Point localization data:
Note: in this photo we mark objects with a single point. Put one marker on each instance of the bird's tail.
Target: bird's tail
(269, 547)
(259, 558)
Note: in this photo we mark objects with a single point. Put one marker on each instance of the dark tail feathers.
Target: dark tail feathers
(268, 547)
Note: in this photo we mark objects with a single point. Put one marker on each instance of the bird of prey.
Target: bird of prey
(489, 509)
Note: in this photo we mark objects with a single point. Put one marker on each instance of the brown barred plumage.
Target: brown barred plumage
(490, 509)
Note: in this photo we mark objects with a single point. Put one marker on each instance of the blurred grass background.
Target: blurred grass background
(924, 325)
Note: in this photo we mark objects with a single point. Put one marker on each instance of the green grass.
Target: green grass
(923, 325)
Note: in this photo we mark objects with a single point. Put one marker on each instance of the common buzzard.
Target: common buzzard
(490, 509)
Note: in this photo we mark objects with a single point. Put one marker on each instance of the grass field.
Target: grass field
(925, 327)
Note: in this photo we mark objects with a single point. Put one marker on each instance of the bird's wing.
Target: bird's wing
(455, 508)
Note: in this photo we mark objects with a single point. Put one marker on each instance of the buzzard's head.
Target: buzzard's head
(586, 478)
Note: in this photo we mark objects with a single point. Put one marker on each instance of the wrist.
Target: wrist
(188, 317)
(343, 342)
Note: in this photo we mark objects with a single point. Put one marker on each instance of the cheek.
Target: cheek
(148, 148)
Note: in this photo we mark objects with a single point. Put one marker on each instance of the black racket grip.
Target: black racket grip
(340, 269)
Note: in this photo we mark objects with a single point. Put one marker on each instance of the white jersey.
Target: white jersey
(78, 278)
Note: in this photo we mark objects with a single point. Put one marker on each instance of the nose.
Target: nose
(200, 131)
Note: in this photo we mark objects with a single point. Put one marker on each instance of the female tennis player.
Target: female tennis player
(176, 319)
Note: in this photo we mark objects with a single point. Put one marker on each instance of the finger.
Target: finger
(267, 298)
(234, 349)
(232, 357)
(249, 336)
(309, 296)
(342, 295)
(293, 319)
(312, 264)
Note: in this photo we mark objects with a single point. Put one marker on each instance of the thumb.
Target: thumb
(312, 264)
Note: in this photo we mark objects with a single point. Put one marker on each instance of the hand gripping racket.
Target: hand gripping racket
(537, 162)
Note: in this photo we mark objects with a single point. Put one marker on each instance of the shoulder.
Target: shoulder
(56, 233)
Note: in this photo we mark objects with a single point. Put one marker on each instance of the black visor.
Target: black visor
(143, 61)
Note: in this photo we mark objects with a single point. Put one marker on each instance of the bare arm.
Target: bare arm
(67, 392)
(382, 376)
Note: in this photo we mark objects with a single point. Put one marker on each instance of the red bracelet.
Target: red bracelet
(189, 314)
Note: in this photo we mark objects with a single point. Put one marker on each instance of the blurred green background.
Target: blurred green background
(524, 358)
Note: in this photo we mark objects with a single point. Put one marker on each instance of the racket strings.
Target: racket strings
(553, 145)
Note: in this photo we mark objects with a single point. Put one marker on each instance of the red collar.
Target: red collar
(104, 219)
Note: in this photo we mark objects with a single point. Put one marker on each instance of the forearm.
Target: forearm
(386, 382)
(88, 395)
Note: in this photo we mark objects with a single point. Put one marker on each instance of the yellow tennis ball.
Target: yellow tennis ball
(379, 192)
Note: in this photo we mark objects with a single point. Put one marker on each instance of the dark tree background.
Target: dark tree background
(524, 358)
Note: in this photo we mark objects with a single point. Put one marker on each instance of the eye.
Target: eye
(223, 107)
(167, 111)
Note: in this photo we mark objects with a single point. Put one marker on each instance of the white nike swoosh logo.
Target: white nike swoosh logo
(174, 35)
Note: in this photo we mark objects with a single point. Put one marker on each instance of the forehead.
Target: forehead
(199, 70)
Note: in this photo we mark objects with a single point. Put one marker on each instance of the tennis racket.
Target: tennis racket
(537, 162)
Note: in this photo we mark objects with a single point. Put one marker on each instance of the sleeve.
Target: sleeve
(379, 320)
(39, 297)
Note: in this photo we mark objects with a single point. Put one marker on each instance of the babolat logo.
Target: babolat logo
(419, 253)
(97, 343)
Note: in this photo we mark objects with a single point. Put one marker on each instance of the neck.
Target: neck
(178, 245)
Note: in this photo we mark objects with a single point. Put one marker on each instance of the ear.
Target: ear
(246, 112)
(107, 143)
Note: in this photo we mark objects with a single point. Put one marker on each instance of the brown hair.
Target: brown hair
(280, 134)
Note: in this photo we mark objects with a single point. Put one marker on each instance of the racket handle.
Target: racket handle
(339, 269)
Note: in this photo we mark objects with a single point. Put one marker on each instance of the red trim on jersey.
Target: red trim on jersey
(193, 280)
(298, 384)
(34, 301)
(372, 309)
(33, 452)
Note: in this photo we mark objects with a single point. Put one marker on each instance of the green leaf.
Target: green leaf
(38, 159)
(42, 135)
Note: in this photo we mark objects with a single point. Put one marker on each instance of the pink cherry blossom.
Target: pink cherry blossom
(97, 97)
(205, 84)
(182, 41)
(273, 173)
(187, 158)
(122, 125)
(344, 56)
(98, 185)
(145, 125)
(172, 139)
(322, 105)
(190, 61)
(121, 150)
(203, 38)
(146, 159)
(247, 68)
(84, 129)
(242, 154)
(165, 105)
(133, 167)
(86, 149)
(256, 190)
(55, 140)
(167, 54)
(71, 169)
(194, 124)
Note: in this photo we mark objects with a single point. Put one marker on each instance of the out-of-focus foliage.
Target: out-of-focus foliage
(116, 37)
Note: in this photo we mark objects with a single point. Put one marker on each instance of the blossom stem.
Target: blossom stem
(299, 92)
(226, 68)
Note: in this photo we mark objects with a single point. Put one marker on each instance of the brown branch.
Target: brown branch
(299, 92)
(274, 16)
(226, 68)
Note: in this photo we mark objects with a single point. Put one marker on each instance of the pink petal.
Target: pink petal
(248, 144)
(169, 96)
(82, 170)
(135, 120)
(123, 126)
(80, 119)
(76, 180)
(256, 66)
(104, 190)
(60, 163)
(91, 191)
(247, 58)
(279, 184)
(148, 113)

_What you are asked to do_
Copy the records above. Keep every word as it is.

_Answer section_
Note: in this photo we mark objects with a single point. Put one marker on each instance of the bird's tail.
Target: bird's tail
(269, 547)
(259, 558)
Note: in this photo we mark objects with a single point. Put one marker on each instance of the dark tail feathers.
Target: dark tail feathers
(268, 547)
Note: in this photo we mark objects with a single point. Put one marker on each instance of the bird of prey.
Target: bird of prey
(489, 509)
Note: in this photo we mark objects with a single point. Put one marker on each instance of the brown barred plumage.
Target: brown barred plumage
(490, 509)
Note: in this photo we mark objects with a single point. Put one marker on each instance of the blurred grass background.
Target: blurred grass background
(924, 325)
Note: in this photo we mark objects with a single point. Put one marker on each instance of the green grass.
Target: green grass
(923, 325)
Note: in this photo we mark objects with a single point. Put one marker on each instance of the common buzzard.
Target: common buzzard
(490, 509)
Note: in this photo we mark objects with a single point. Put one marker on each instance of the grass field.
Target: grass field
(925, 327)
Note: in this photo we mark objects with a single point. Put one marker on each instance of the bird's wing.
Target: bird's wing
(455, 508)
Note: in this photo we mark objects with a single point. Put one marker on each instance of the buzzard's head.
Target: buzzard's head
(586, 478)
Note: in this photo we mark objects with a single point. Put one marker on each instance of the wrist.
Target: wrist
(188, 317)
(343, 342)
Note: in this photo we mark objects with a single point. Put one marker on each instance of the cheek.
Target: cheek
(148, 148)
Note: in this photo we mark objects with a single point. Put one marker on each instance of the black racket grip.
Target: black racket grip
(340, 269)
Note: in this photo we mark objects with a single point. Put one marker on each instance of the white jersey.
Target: white jersey
(78, 278)
Note: in this photo we mark objects with a single point. Put one marker on each instance of the nose.
Target: nose
(200, 131)
Note: in this photo we mark objects with a single point. Put one marker on each instance of the female tennis player.
Target: female tennis player
(176, 319)
Note: in this photo we mark objects with a single point. Put one marker on each instance of the finger.
Target: finger
(267, 298)
(234, 349)
(232, 357)
(249, 336)
(309, 296)
(342, 295)
(293, 319)
(312, 264)
Note: in this photo we mark objects with a single point. Put one marker on each instance of the thumb.
Target: thumb
(312, 264)
Note: in this photo we mark objects with a single point. Put one marker on each instance of the hand gripping racket.
Target: hand gripping racket
(537, 162)
Note: in this photo we mark objects with a single point. Put one marker on each instance of the shoulder.
Target: shoulder
(56, 233)
Note: in this photo we mark objects with a single point. Put one marker on each instance of the black visor.
Target: black visor
(143, 61)
Note: in this photo we mark objects with a single point. Put one marker on each instance of the bare arm.
Target: bare arm
(67, 392)
(382, 376)
Note: in this photo we mark objects with a single point. Put one marker on each instance of the red bracelet.
Target: red bracelet
(189, 314)
Note: in this photo we mark objects with a single point. Put one marker on each instance of the blurred green background.
Target: blurred green background
(524, 358)
Note: in this photo we mark objects with a single point. Put one marker on each instance of the racket strings.
Target: racket strings
(553, 145)
Note: in this photo we mark objects with a single point. Put one marker on each instance of the red collar.
Target: red collar
(104, 219)
Note: in this photo we mark objects with a single point. Put one marker on each instance of the forearm.
Target: forearm
(386, 382)
(88, 395)
Note: in this photo we mark objects with a single point. Put one marker on each instance of the yellow tennis ball.
Target: yellow tennis ball
(379, 192)
Note: in this photo we mark objects with a single point. Put one marker on each instance of the dark tree background.
Target: dark tree background
(524, 358)
Note: in this photo we mark objects with a single point. Put one marker on each instance of the eye.
Target: eye
(223, 107)
(167, 111)
Note: in this photo we mark objects with a single point. Put one marker on each instance of the white nike swoosh logo.
Target: white nike swoosh logo
(174, 35)
Note: in this photo we mark objects with a single point. Put one marker on each instance of the forehead.
Target: forehead
(199, 70)
Note: in this photo we mark objects with a single point. Put one marker on each instance of the tennis racket.
Target: tennis racket
(537, 162)
Note: in this photo we mark objects with a single point. Put one marker on each instance of the sleeve.
Target: sleeve
(379, 320)
(39, 297)
Note: in this photo we mark objects with a single point. Put one marker on each instance of the babolat logo.
Target: babolat logo
(419, 253)
(97, 343)
Note: in this photo we mark objects with a single point. Put one marker on each instance of the neck.
Target: neck
(178, 245)
Note: in this photo we mark objects with a single point. Put one marker on each instance of the ear.
Target: ear
(246, 112)
(107, 143)
Note: in this photo we mark objects with a single point. Put one marker on each instance of the brown hair.
Target: brown hair
(280, 134)
Note: in this photo we mark objects with a single point. Put one marker on each instance of the racket handle.
Target: racket handle
(339, 269)
Note: in this photo we mark objects with a single point. Put one marker on each instance of the red trim on jersey.
Target: red trim on jersey
(193, 280)
(298, 384)
(34, 301)
(372, 309)
(33, 452)
Note: in this photo we mark objects with a single point. Put one marker on each instance of the green leaf.
Target: green leaf
(38, 159)
(42, 135)
Note: in this photo we mark objects with a single point. Put one marker on each instance of the pink cherry blossom.
Target: pink cherry blossom
(97, 97)
(205, 84)
(182, 41)
(273, 173)
(187, 158)
(122, 125)
(344, 56)
(98, 185)
(145, 125)
(172, 139)
(322, 105)
(190, 61)
(121, 150)
(203, 38)
(146, 159)
(247, 68)
(84, 129)
(242, 154)
(165, 105)
(133, 167)
(86, 149)
(256, 190)
(55, 140)
(167, 54)
(71, 169)
(194, 124)
Note: in this photo we mark objects with a single point. Put one marker on each instance of the out-of-focus foliage.
Target: out-of-focus foliage
(116, 37)
Note: in this photo we mark objects with a single point. Put one marker on each instance of the blossom stem.
Target: blossom stem
(299, 92)
(226, 68)
Note: in this photo we mark objects with a single point. Put one marker on each instance of the brown branch.
Target: brown branch
(299, 92)
(274, 16)
(226, 68)
Note: in this photo we mark objects with a single point. Put one marker on each instance of the pink petal.
Target: pink petal
(248, 144)
(169, 96)
(82, 170)
(135, 120)
(123, 126)
(80, 119)
(76, 180)
(256, 66)
(104, 190)
(60, 163)
(91, 191)
(247, 58)
(279, 184)
(148, 113)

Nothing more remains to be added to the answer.